Object location entries for images:

____

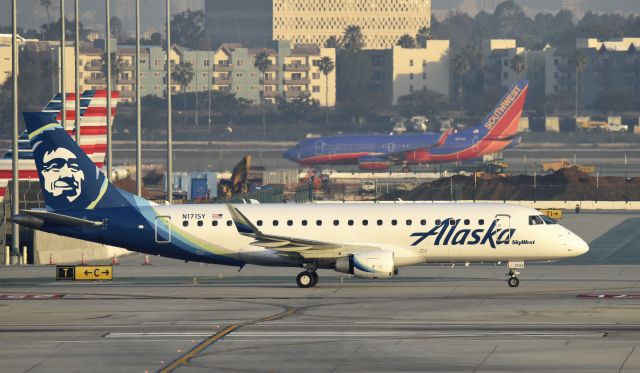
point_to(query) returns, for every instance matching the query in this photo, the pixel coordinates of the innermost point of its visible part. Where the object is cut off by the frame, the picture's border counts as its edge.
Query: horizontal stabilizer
(36, 218)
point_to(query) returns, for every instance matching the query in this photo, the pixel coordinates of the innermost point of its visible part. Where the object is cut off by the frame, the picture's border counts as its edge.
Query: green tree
(183, 75)
(117, 66)
(579, 61)
(353, 39)
(406, 41)
(424, 34)
(518, 64)
(262, 63)
(332, 42)
(187, 30)
(299, 108)
(326, 66)
(116, 28)
(47, 5)
(461, 65)
(422, 102)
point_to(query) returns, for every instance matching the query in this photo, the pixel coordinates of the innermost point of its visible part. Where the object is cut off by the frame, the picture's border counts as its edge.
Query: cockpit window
(535, 220)
(548, 220)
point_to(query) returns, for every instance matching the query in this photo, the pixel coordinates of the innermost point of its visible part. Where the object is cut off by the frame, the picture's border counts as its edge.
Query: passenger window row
(336, 222)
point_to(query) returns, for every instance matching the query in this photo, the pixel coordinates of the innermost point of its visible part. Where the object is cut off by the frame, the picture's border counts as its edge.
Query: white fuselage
(466, 232)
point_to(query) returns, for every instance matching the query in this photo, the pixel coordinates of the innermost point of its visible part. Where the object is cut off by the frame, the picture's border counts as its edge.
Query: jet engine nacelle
(367, 264)
(372, 163)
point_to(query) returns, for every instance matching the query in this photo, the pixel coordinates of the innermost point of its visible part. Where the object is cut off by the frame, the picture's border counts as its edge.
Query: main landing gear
(307, 279)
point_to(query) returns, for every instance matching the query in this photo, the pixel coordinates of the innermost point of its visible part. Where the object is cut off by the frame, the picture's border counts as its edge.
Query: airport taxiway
(581, 315)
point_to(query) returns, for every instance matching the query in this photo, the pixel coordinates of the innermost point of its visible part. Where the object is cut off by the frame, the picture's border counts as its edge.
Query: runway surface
(572, 316)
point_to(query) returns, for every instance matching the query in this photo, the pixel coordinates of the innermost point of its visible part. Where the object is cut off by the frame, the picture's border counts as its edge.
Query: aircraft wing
(36, 218)
(399, 156)
(309, 249)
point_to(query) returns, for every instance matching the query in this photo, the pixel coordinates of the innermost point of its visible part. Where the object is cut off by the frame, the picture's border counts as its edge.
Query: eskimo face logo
(62, 174)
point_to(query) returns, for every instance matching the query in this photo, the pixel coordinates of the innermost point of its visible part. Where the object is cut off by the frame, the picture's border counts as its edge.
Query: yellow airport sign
(84, 273)
(92, 273)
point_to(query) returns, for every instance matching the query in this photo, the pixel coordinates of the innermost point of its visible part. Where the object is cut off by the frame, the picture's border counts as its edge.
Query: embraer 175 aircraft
(365, 240)
(379, 152)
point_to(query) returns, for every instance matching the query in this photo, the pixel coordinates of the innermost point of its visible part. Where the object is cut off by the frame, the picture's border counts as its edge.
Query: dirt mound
(565, 184)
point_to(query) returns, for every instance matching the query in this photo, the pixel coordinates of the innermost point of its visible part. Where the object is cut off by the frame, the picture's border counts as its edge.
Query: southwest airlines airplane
(365, 240)
(379, 152)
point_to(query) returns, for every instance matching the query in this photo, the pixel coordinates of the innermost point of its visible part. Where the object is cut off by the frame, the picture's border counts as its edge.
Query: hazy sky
(624, 6)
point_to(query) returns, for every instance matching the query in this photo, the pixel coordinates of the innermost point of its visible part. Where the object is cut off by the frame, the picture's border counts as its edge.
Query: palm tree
(579, 61)
(183, 75)
(518, 64)
(406, 41)
(47, 5)
(326, 66)
(353, 39)
(461, 65)
(117, 66)
(262, 63)
(424, 34)
(332, 42)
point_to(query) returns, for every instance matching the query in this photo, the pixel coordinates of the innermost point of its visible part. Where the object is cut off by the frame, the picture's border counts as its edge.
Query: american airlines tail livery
(379, 152)
(365, 240)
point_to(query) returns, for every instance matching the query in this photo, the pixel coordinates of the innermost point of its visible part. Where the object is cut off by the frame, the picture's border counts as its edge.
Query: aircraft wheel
(305, 279)
(513, 282)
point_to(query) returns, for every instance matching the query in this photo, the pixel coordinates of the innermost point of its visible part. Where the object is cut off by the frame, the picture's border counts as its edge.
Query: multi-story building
(497, 55)
(611, 66)
(256, 23)
(401, 71)
(293, 72)
(421, 68)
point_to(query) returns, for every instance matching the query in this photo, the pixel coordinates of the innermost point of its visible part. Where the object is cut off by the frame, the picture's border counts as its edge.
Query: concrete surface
(581, 315)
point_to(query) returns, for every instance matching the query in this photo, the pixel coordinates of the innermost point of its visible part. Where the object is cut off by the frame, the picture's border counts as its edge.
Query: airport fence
(524, 192)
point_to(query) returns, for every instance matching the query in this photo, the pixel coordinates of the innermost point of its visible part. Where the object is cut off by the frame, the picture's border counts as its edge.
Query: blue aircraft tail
(68, 177)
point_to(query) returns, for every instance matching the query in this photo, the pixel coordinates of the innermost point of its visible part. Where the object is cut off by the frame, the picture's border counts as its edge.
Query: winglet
(243, 224)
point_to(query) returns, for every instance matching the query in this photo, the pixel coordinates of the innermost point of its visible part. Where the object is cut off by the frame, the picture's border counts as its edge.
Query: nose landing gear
(307, 279)
(513, 279)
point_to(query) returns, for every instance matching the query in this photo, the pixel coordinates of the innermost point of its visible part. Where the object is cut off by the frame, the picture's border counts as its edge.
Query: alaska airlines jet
(93, 125)
(379, 152)
(365, 240)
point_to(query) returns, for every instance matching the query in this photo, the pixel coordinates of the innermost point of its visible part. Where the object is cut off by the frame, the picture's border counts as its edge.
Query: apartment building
(256, 23)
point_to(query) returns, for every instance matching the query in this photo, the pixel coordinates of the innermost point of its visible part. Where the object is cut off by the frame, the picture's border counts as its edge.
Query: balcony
(94, 81)
(296, 94)
(219, 67)
(301, 81)
(271, 82)
(92, 67)
(222, 80)
(296, 67)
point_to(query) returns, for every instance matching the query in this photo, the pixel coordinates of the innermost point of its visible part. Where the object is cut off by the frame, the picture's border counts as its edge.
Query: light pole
(138, 122)
(63, 63)
(169, 135)
(108, 62)
(77, 71)
(15, 193)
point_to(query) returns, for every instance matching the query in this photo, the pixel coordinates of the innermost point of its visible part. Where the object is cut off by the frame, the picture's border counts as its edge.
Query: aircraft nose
(577, 246)
(290, 154)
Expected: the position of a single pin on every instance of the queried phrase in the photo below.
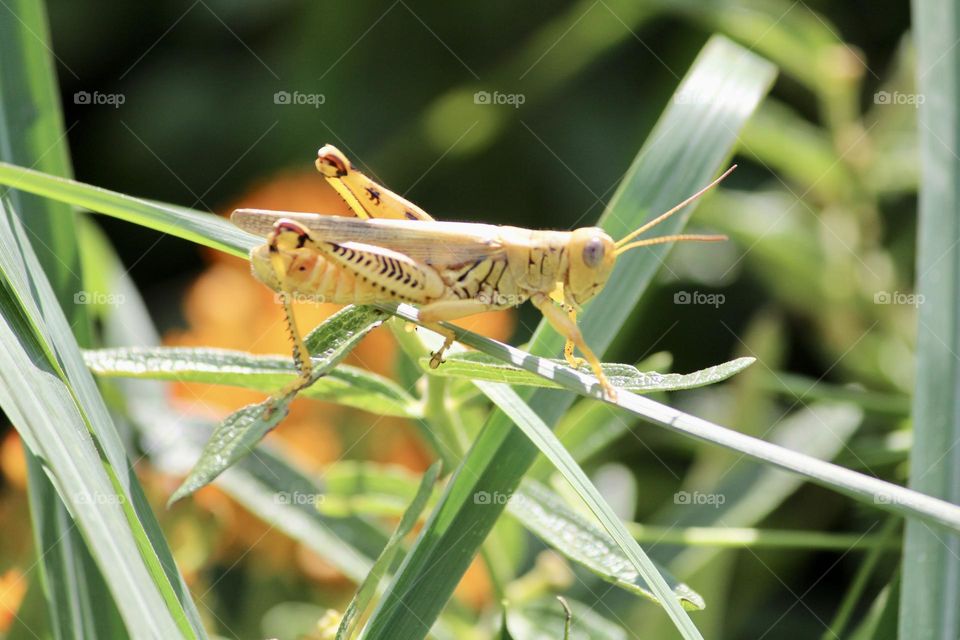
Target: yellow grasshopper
(395, 252)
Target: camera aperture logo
(98, 298)
(298, 98)
(699, 298)
(696, 498)
(95, 98)
(898, 298)
(896, 97)
(512, 99)
(297, 498)
(485, 497)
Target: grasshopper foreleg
(567, 327)
(446, 310)
(284, 236)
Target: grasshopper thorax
(592, 255)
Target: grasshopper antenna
(624, 243)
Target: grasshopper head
(331, 162)
(592, 256)
(284, 246)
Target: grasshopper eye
(593, 252)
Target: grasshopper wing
(441, 244)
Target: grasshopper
(393, 251)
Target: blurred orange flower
(13, 586)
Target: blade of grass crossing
(930, 598)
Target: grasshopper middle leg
(444, 310)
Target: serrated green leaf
(475, 365)
(545, 513)
(346, 385)
(235, 437)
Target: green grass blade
(383, 491)
(545, 514)
(368, 588)
(684, 152)
(867, 489)
(346, 385)
(547, 618)
(32, 133)
(52, 400)
(195, 226)
(474, 365)
(930, 597)
(540, 434)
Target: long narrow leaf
(930, 604)
(53, 401)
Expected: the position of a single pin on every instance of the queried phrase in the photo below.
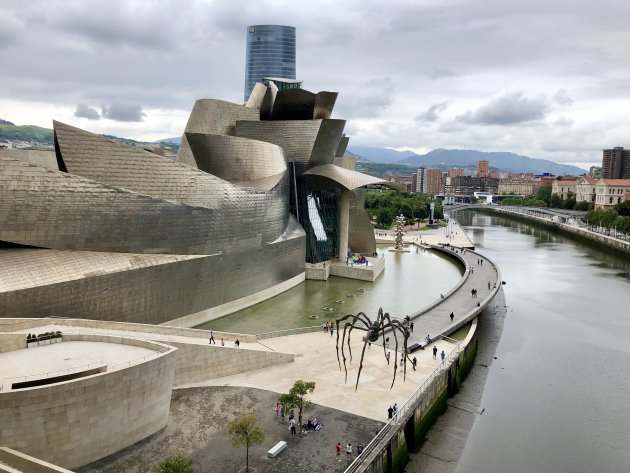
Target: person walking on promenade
(292, 426)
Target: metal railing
(400, 417)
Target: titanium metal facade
(270, 53)
(119, 233)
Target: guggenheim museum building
(258, 193)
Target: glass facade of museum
(270, 53)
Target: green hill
(26, 133)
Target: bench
(276, 449)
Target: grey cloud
(563, 122)
(123, 112)
(562, 98)
(508, 109)
(85, 111)
(442, 73)
(432, 112)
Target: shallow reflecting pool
(410, 281)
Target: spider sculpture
(374, 330)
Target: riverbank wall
(405, 434)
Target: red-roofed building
(564, 189)
(610, 192)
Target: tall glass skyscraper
(270, 53)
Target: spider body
(382, 324)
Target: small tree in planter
(244, 430)
(296, 398)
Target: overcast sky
(548, 79)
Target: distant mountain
(176, 140)
(32, 133)
(379, 155)
(503, 161)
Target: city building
(468, 185)
(585, 190)
(270, 54)
(115, 232)
(610, 192)
(616, 163)
(516, 186)
(453, 172)
(564, 189)
(482, 168)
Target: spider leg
(356, 386)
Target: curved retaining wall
(80, 421)
(406, 431)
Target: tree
(296, 398)
(244, 430)
(176, 464)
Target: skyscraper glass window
(270, 53)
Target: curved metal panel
(236, 159)
(344, 178)
(361, 233)
(324, 104)
(81, 214)
(295, 137)
(293, 104)
(327, 142)
(343, 144)
(257, 96)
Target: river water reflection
(556, 399)
(410, 281)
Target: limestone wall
(201, 362)
(19, 462)
(79, 421)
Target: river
(557, 396)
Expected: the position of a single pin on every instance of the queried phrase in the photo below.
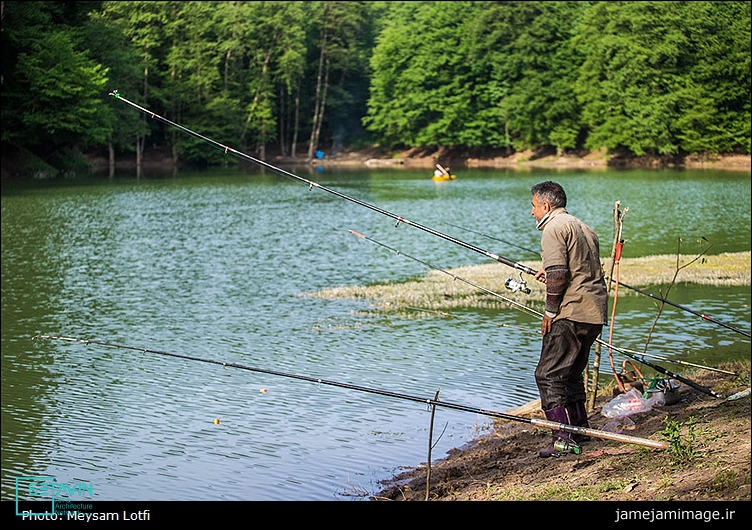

____

Direction
Filter the material down to the lines that contain the word "landing", and copy each of those lines in full.

Solution below
Query: main landing gear
Query: nose landing gear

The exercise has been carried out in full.